EXERCISE TEXT:
Sabarna Roy was born in Calcutta on December 15, 1967. Apart from being an author Sabarna Roy is a trained Civil Engineer who passed out with a First Class Honours Civil Engineering Degree from Jadavpur University and holds the position of Senior Vice President with Electrosteel Group.

He took to creative writing in the year 2007. After that, between 2010 and 2022 he published nine literary books: Pentacles, Frosted Glass, Abyss, Winter Poems, Random Subterranean Mosaic: 2012 – 2018 Time Frozen in Myriad Thoughts, Etchings of the First Quarter of 2020 and Fractured Mosaic, A Marriage, an Affair, and a Friendship and Tara and Sandy Slow Dance of Infinite Stars The nine books were published by Leadstart Publishing. His books cover all genre: prose, poetry, and plays.

Sabarna Roy has also published three technical books, the first being: Articles on Ductile Iron Pipelines and Framework Agreement Contracting Methodology, with his co-authors Rajat Chowdhury and Basanta Bera. This book has been published by Scholar's Press and is a collection of nine articles published in peer-reviewed national and international journals.

Education
Sabarna passed the CBSE Public Examination from Sacred Heart Convent School, Ludhiana in 1982 and Higher Secondary Public Examination from Narendrapur Ramakrishna Mission, Kolkata in 1984. He was a first class honors Civil Engineering graduate from Jadavpur University in 1988.

Career
Sabarna is in the 27th year of his work at Electrosteel Castings Limited.

DATASET SECTION:
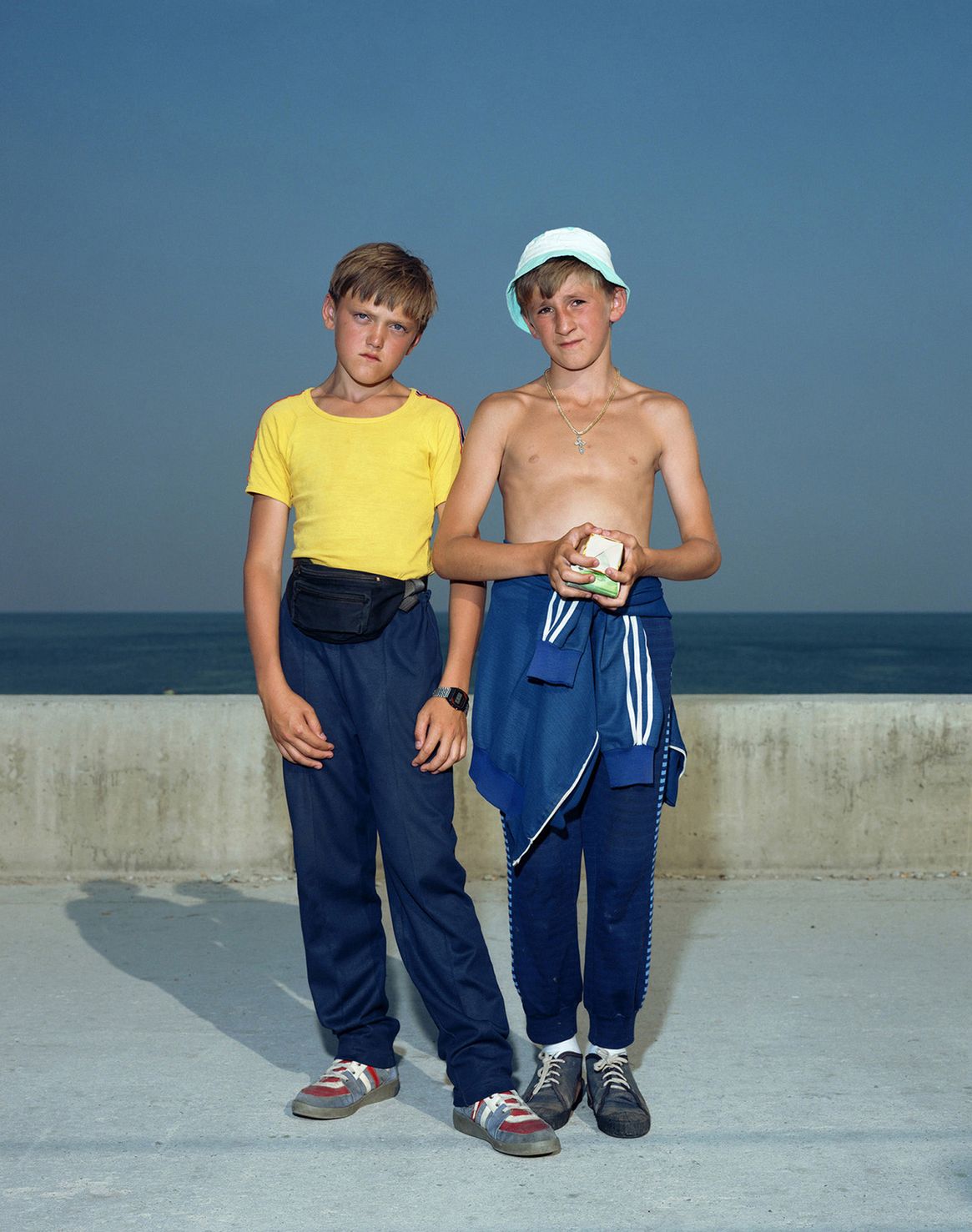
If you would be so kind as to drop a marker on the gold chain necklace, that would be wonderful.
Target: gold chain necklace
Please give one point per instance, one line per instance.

TASK INSTRUCTIONS: Set down, word for word, the part of the Sabarna Roy biography above that runs from "Sabarna Roy was" to "with Electrosteel Group.".

FINISHED TASK:
Sabarna Roy was born in Calcutta on December 15, 1967. Apart from being an author Sabarna Roy is a trained Civil Engineer who passed out with a First Class Honours Civil Engineering Degree from Jadavpur University and holds the position of Senior Vice President with Electrosteel Group.